Copy every line that contains the string "backpack" from the entries below.

### Record set
···

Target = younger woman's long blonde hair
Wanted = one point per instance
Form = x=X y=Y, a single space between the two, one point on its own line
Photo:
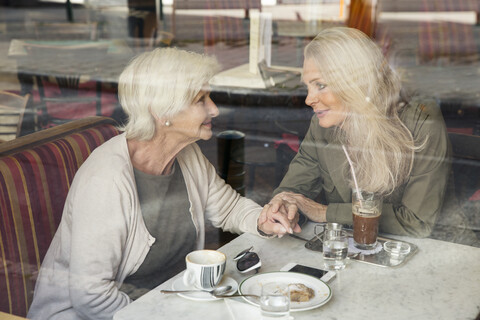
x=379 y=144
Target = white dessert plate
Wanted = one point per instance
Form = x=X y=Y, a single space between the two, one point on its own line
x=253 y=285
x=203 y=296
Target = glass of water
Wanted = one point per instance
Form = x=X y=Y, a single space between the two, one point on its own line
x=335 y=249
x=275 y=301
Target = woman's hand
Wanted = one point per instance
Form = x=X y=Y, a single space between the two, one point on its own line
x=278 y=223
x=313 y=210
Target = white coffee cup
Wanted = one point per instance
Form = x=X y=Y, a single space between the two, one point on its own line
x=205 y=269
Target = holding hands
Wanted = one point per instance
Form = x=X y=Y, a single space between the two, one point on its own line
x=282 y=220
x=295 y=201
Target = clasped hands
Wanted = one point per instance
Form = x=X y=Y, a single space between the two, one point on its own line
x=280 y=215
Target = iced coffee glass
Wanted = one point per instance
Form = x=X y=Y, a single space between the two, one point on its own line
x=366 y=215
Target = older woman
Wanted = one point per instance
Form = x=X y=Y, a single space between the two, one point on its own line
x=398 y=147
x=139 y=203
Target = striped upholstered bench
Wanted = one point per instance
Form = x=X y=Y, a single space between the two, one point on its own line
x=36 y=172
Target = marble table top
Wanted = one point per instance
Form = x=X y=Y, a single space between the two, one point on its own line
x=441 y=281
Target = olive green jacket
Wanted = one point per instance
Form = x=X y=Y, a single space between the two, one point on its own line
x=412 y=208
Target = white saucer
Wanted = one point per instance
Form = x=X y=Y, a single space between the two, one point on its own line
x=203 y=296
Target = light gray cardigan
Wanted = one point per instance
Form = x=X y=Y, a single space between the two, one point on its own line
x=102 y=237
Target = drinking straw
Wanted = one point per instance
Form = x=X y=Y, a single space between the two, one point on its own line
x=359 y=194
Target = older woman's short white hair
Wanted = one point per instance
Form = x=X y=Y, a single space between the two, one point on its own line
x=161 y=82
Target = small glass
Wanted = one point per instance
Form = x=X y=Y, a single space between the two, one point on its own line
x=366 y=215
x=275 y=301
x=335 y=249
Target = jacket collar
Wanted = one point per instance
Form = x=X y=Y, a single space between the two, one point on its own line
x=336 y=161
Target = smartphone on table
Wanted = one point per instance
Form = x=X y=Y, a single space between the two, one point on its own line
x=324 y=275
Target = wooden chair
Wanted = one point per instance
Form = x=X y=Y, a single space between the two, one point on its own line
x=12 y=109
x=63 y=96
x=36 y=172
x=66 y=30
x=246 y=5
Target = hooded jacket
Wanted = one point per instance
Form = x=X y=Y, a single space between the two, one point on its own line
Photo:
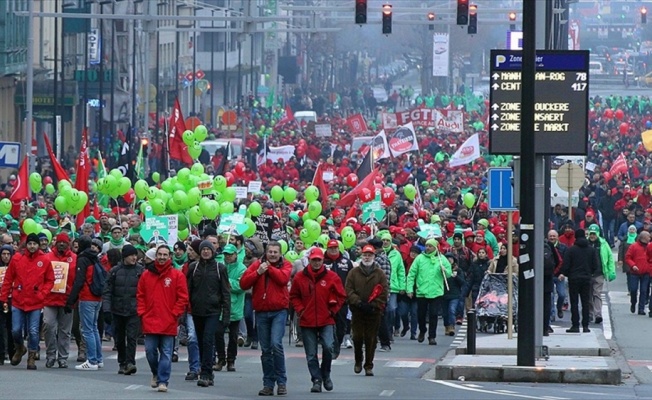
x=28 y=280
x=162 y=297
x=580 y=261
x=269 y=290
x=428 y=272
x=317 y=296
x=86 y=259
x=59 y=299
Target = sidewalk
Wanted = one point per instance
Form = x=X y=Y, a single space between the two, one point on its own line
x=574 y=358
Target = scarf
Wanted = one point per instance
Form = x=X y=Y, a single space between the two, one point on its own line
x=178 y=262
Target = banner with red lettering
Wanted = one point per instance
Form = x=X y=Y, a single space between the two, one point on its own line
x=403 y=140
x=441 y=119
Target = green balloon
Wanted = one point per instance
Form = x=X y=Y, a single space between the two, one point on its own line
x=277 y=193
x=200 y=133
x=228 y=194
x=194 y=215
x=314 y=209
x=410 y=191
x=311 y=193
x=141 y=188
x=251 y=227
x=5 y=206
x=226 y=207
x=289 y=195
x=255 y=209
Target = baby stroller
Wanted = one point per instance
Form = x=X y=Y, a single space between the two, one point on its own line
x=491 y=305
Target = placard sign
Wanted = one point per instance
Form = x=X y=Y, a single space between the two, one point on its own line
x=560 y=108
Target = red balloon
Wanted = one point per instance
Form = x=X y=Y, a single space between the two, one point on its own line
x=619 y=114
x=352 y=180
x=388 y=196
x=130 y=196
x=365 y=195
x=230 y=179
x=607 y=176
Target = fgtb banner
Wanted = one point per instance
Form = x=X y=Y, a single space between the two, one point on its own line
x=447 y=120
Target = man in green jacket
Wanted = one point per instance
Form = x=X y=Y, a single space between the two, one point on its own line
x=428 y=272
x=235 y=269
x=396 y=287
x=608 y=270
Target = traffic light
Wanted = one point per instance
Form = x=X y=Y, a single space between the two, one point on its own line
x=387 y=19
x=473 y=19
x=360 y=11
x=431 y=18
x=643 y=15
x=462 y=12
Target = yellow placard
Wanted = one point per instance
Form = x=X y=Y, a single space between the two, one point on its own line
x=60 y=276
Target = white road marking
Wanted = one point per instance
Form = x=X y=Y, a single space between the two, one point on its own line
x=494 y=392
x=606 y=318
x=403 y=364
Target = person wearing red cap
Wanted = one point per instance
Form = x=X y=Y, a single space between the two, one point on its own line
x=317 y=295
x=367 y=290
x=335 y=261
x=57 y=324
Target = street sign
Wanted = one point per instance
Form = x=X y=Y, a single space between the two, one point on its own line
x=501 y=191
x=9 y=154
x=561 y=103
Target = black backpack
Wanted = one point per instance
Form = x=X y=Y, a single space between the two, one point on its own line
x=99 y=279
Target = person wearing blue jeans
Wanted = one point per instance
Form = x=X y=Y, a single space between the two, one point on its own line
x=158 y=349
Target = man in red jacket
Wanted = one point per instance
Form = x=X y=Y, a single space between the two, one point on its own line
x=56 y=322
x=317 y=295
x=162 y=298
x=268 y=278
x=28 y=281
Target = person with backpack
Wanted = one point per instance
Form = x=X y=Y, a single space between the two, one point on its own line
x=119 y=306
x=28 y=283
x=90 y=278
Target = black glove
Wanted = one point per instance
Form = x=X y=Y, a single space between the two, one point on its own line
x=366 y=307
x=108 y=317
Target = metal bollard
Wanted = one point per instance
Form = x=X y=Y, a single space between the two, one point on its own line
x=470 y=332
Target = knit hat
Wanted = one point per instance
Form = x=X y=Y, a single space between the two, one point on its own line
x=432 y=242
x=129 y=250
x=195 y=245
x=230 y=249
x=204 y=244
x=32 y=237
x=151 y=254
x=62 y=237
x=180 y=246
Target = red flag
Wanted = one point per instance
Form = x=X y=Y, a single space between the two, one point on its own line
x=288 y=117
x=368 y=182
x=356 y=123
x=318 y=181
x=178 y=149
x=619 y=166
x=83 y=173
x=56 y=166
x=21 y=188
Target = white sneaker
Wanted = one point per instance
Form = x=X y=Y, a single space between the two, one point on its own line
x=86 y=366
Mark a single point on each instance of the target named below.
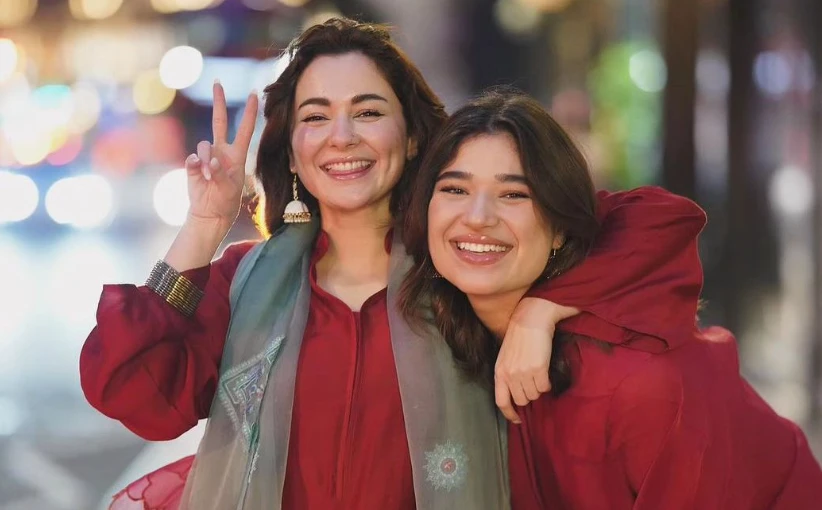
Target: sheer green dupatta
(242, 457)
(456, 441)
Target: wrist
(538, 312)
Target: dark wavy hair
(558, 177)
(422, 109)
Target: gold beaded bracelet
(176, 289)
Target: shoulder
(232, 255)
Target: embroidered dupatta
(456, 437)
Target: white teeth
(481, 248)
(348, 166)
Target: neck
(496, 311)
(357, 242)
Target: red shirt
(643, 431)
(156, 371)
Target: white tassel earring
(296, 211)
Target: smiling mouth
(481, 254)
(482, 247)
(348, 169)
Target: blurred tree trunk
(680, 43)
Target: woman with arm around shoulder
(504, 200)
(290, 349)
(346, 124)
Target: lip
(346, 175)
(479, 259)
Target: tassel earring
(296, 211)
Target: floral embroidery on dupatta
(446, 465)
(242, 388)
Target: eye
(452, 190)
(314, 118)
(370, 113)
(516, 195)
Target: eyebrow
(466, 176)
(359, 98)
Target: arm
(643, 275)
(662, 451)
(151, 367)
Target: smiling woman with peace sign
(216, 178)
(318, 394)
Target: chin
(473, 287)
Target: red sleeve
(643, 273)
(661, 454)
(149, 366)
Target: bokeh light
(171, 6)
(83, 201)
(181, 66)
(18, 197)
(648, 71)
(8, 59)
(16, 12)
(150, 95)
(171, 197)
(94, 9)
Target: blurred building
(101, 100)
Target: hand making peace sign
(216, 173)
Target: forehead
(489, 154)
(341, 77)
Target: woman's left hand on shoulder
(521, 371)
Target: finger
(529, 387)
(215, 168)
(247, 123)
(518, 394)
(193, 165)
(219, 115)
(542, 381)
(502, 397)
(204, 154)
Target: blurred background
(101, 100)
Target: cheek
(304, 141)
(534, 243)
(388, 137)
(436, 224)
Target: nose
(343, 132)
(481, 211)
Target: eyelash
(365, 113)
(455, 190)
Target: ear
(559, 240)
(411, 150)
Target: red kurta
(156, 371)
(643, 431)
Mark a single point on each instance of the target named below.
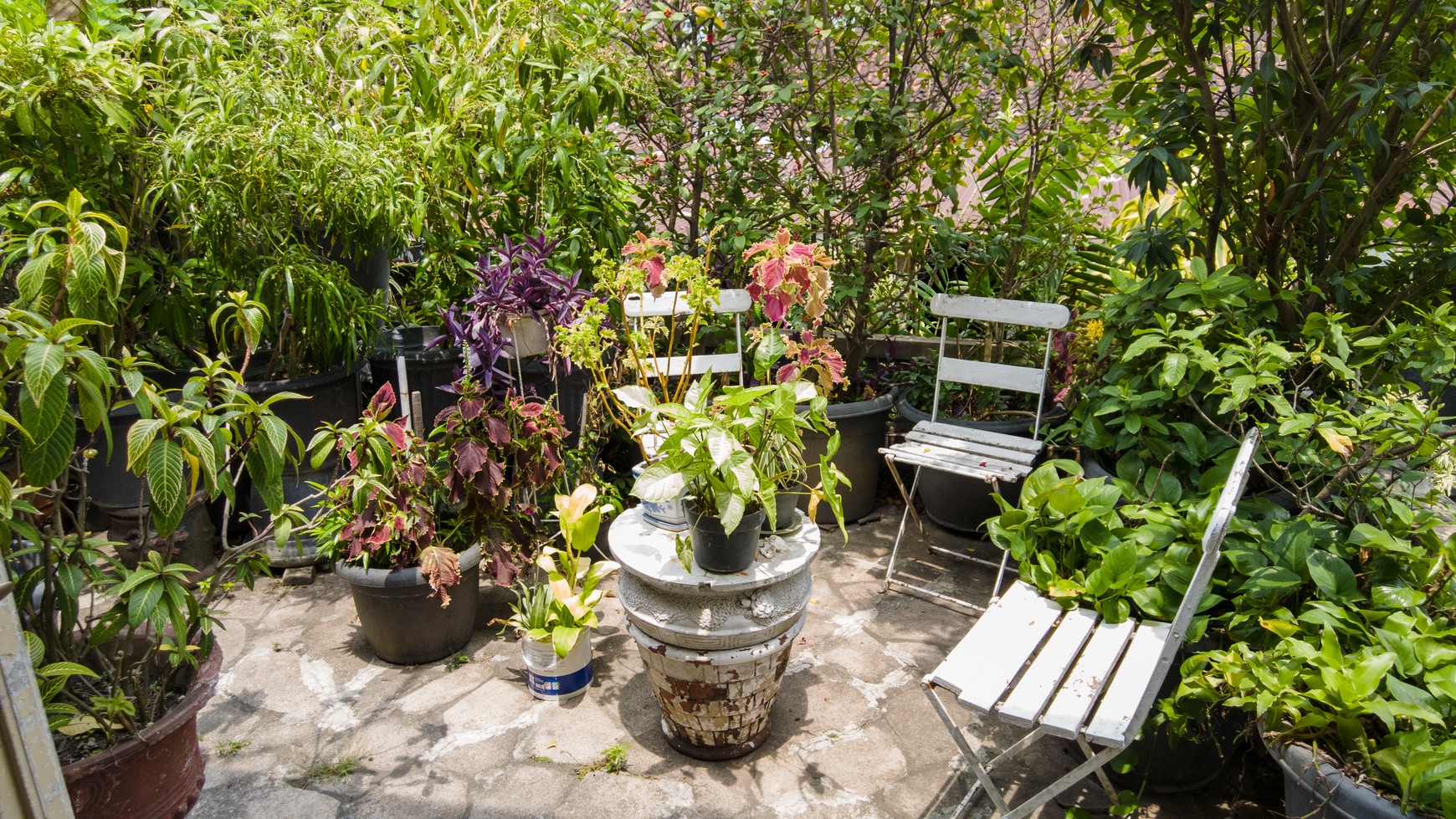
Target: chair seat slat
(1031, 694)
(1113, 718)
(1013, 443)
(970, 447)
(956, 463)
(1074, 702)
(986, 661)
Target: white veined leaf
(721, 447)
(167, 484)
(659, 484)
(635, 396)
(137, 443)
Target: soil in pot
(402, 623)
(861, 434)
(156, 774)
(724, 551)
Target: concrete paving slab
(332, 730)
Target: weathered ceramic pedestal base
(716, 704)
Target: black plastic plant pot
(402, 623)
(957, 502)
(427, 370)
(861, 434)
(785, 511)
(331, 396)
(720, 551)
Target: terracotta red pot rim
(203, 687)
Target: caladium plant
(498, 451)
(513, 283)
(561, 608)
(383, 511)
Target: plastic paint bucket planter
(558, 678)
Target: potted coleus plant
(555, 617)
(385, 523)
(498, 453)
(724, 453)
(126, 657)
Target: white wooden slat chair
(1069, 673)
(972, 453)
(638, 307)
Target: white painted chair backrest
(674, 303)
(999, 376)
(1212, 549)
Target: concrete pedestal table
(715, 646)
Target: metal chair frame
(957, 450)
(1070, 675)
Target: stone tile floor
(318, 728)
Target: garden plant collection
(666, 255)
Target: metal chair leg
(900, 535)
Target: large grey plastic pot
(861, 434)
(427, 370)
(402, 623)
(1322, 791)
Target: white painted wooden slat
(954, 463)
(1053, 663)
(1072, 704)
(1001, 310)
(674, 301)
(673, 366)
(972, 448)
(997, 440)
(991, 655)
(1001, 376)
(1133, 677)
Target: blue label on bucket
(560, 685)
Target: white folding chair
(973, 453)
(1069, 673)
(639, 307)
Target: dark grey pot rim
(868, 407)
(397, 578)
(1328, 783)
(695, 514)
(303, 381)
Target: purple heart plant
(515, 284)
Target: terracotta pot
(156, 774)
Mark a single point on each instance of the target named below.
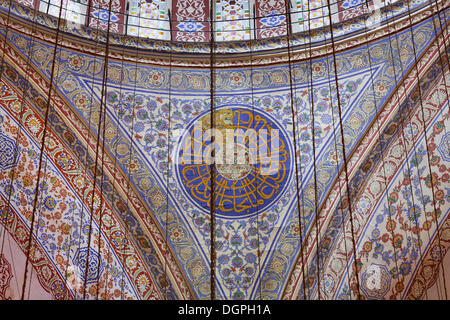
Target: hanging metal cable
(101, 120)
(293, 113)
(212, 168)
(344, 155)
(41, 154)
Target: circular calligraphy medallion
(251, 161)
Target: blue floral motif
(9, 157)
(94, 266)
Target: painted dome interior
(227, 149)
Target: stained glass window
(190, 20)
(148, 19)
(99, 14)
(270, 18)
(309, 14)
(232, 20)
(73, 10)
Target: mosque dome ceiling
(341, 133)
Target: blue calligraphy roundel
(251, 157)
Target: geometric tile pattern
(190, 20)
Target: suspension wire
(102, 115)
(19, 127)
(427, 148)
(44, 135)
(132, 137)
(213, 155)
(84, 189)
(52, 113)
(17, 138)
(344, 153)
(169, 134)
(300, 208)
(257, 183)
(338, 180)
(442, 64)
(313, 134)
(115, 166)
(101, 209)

···

### Solution for this exercise
Target = black backpack
Target = person with backpack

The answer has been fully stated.